Records drawn from a dataset:
= = = = =

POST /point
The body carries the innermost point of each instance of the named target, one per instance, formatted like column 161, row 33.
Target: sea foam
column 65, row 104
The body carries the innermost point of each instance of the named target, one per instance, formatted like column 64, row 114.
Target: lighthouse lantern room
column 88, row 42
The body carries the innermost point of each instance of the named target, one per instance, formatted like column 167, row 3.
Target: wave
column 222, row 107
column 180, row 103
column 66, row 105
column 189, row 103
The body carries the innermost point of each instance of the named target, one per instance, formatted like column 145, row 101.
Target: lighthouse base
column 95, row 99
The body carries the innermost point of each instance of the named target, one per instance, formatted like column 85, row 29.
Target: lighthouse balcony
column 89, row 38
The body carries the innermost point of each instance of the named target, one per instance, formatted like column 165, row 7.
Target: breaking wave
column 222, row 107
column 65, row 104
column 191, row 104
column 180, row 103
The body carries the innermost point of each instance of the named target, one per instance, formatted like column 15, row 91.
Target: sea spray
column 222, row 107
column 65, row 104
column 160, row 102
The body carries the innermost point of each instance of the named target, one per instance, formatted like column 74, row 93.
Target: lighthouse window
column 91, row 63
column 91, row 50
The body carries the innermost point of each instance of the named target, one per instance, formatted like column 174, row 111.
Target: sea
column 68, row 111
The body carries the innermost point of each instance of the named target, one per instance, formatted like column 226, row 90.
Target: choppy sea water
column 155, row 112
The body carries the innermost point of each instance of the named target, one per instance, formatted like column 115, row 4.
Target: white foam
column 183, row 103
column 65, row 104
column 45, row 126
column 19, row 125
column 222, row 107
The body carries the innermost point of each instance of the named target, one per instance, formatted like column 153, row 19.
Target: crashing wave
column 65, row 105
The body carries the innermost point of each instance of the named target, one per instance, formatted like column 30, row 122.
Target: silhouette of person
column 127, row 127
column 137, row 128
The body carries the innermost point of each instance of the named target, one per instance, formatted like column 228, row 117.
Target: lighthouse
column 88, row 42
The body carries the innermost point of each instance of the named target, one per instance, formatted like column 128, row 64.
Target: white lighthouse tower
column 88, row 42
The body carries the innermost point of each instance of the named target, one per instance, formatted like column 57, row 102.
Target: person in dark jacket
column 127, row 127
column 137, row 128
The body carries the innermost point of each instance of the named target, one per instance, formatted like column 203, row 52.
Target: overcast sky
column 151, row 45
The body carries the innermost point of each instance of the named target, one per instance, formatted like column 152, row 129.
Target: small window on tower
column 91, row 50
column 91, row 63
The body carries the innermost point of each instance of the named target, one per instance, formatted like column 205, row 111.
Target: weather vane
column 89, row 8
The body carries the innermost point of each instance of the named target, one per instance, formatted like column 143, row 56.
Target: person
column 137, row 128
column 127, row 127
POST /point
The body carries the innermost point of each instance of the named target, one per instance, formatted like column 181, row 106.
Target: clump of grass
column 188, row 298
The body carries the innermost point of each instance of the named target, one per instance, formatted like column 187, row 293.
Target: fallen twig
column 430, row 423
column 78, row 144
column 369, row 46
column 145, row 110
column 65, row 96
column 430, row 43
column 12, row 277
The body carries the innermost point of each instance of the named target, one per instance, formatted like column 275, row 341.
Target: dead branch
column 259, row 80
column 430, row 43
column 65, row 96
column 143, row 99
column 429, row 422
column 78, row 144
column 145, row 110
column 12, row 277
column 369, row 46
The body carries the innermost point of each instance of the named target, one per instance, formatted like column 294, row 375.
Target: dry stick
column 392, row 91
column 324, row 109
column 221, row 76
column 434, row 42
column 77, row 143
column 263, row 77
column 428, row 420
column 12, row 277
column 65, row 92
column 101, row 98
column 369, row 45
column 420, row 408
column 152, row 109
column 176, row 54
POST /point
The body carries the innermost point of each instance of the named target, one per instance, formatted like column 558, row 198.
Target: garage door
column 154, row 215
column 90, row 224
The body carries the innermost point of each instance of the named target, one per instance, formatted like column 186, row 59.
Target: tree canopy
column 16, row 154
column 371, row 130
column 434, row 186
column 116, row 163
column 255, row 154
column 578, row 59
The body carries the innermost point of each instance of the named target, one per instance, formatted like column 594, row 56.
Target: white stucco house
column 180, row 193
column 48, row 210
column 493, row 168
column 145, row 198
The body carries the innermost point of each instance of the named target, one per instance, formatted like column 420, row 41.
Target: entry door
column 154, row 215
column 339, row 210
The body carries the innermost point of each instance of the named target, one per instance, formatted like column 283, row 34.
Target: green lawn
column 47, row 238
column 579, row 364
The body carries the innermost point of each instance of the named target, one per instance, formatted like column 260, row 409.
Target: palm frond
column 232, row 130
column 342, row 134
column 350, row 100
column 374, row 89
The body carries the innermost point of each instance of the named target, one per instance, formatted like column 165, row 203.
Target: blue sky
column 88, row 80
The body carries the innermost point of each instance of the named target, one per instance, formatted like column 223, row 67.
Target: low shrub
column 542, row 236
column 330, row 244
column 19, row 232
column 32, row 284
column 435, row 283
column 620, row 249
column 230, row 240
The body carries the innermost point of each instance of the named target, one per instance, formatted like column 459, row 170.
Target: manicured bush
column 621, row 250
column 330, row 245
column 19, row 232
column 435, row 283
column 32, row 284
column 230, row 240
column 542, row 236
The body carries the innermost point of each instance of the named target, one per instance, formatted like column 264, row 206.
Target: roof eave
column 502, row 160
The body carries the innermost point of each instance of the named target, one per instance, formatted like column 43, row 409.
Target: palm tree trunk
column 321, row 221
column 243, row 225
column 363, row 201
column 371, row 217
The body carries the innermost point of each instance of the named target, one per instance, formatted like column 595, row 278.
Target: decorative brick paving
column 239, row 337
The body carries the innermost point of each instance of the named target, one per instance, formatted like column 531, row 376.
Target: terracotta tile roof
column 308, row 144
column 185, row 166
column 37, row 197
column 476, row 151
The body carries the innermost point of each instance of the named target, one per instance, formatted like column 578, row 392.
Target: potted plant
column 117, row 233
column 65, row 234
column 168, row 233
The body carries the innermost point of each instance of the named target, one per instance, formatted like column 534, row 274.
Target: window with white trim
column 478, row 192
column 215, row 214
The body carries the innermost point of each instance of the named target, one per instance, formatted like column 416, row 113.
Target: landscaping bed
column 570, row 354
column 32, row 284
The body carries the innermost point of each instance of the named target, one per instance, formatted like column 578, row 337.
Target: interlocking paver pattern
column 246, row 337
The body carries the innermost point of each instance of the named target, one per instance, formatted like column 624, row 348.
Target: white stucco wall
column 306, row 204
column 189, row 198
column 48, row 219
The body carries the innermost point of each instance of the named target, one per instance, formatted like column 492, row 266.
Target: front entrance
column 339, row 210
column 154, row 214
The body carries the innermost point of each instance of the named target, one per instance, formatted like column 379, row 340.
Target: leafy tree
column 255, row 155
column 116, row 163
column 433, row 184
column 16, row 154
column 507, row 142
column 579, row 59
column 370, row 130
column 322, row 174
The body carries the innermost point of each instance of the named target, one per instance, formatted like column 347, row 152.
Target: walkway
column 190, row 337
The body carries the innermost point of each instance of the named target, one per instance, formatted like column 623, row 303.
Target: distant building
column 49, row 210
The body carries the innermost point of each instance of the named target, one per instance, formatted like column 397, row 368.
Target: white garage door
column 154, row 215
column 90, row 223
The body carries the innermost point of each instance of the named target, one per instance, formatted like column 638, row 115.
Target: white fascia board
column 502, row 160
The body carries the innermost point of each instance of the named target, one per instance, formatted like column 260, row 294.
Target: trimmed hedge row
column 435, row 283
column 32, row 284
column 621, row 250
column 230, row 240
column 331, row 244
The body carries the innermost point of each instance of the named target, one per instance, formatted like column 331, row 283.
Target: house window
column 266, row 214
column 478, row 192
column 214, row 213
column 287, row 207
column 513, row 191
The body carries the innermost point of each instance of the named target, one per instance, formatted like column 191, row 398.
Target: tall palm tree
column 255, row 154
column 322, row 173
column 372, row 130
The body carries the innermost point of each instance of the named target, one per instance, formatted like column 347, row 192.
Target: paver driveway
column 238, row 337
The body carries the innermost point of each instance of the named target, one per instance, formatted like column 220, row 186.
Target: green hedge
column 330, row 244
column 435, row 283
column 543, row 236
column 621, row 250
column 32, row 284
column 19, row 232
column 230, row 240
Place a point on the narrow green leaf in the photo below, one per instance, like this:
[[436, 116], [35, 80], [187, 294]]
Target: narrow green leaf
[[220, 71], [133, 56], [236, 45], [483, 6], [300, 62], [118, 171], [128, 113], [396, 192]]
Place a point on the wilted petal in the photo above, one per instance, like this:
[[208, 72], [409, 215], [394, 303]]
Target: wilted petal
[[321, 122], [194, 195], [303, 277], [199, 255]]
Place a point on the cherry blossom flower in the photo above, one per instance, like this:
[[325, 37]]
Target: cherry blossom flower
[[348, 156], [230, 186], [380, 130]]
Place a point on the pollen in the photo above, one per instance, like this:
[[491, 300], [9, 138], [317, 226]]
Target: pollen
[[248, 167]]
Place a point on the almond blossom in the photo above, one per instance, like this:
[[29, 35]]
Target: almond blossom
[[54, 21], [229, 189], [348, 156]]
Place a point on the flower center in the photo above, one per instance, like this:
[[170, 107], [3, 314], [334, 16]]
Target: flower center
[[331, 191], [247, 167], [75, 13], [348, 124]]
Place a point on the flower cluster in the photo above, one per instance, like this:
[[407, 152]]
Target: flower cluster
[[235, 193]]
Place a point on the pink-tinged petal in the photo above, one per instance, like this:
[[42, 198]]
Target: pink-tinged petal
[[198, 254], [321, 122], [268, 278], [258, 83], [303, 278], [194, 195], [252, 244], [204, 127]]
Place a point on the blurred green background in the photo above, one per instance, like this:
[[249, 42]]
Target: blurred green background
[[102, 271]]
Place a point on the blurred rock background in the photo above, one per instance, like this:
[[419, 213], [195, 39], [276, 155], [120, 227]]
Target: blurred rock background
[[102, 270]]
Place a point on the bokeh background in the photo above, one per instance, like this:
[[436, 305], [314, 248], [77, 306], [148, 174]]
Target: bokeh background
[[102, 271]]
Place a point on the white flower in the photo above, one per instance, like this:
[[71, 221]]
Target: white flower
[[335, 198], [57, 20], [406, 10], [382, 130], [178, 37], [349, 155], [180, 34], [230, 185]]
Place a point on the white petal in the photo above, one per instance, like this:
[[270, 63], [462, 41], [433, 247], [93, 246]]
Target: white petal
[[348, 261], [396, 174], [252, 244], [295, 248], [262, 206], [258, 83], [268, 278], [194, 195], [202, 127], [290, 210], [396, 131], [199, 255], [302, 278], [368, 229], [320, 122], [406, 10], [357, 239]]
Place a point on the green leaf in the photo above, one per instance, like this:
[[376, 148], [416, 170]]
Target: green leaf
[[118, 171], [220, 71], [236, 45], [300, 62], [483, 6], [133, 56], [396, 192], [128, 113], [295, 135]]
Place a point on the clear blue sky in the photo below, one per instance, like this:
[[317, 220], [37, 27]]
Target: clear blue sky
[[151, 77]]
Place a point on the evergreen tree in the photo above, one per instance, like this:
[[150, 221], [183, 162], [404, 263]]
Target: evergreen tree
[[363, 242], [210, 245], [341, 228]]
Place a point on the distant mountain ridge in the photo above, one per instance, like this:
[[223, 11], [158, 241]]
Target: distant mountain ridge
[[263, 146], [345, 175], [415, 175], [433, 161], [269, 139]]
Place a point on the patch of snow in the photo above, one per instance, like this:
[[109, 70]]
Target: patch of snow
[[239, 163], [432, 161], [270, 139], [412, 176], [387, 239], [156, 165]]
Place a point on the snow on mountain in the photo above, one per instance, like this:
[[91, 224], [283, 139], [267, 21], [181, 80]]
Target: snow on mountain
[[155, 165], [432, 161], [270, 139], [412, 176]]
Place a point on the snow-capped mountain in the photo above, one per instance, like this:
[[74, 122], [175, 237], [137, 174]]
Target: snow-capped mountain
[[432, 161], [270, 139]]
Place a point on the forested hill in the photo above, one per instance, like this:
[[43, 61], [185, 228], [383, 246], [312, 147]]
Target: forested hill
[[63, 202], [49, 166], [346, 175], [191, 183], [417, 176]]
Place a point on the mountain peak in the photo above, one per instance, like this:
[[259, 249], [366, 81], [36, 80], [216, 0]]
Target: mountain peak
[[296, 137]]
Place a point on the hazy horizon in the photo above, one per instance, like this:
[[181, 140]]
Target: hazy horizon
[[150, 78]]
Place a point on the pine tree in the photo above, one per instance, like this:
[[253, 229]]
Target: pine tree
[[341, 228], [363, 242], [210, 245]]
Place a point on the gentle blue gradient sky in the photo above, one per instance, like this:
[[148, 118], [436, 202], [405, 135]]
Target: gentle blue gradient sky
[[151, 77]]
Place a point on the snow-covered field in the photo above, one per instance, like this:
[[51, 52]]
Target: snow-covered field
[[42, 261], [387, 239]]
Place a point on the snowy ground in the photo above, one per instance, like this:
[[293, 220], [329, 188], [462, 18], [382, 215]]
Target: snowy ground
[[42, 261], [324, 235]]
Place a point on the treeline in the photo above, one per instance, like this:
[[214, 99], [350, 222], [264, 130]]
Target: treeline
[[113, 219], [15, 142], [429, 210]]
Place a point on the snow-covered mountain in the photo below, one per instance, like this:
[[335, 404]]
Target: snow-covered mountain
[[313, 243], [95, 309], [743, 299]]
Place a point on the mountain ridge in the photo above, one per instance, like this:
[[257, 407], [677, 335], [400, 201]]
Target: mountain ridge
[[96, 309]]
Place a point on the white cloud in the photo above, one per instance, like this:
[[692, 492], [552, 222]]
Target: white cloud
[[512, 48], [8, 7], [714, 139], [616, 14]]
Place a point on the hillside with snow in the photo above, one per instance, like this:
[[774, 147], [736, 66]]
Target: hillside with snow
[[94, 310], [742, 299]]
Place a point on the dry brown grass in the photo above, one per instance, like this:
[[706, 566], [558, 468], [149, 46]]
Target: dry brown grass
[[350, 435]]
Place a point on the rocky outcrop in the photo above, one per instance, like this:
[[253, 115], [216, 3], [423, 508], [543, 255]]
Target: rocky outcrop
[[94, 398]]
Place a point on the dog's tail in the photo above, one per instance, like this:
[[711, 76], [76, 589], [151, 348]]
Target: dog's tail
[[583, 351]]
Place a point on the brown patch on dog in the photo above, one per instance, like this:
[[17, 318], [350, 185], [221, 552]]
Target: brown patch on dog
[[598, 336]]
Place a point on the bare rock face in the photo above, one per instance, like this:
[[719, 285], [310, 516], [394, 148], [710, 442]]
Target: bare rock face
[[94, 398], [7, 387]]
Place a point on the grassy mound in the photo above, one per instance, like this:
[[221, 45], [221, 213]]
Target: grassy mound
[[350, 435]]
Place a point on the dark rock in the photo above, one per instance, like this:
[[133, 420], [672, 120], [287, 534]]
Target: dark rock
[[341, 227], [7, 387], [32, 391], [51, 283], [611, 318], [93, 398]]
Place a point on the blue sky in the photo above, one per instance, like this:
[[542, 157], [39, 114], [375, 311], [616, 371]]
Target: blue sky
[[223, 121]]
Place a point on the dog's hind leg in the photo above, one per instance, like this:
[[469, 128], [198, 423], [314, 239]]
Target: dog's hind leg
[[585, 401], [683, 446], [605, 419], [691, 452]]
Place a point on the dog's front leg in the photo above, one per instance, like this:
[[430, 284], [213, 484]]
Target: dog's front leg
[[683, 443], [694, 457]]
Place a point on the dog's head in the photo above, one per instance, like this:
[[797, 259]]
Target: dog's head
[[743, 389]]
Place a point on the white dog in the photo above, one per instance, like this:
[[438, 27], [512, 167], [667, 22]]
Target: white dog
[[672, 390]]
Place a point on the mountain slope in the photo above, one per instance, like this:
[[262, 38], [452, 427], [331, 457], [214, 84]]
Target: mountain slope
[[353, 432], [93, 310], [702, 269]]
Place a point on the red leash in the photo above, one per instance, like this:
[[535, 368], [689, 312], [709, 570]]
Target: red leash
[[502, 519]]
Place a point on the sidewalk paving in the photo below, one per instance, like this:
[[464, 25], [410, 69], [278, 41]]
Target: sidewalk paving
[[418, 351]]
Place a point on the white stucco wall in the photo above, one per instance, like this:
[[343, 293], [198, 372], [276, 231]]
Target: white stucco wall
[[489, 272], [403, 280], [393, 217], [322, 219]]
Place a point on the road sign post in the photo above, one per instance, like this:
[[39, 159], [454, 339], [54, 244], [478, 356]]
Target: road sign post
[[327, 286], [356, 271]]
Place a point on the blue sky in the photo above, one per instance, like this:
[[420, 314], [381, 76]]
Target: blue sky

= = = = =

**TASK TO CARRY OUT:** Reproduce exactly the section above that begins at the line containing "331, row 283." and ends at the line containing "191, row 398.", leaving out all other lines.

**RESULT:**
The body carries the innermost point of each instance of the named target, one per instance, formatted like column 331, row 283.
Target: house window
column 266, row 214
column 478, row 192
column 214, row 213
column 287, row 207
column 513, row 191
The body carries the innermost point of each instance of the named target, one per instance, formatted like column 191, row 398.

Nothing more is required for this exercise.